**Goal of the exercise**
Count how many lines below contain the word "mountain", then give that number alone.

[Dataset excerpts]
==========

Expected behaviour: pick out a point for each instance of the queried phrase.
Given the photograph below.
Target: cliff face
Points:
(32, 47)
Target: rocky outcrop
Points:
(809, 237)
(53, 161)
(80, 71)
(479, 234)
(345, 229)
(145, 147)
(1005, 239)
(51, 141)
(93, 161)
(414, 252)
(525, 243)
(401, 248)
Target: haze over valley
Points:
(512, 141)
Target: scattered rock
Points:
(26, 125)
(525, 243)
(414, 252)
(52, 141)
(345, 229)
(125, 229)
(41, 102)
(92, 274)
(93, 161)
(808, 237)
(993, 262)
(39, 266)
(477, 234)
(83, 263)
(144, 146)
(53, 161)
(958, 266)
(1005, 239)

==========

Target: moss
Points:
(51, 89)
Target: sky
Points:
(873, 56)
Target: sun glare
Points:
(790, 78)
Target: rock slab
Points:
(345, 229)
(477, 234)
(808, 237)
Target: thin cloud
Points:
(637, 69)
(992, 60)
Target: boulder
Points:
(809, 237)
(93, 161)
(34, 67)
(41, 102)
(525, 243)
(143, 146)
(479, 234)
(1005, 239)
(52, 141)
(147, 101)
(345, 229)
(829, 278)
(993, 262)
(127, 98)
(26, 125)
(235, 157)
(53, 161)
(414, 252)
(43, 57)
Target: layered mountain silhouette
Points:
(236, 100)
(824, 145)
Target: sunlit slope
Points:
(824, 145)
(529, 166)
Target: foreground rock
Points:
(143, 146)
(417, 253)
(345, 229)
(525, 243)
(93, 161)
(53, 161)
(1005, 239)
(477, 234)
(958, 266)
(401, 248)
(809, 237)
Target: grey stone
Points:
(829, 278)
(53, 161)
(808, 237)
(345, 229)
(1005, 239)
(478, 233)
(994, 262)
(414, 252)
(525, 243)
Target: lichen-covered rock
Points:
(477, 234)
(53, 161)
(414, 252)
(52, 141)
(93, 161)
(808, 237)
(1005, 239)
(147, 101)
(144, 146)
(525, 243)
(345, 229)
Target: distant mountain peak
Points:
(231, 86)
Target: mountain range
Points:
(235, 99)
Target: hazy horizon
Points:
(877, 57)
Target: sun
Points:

==========

**Written answer**
3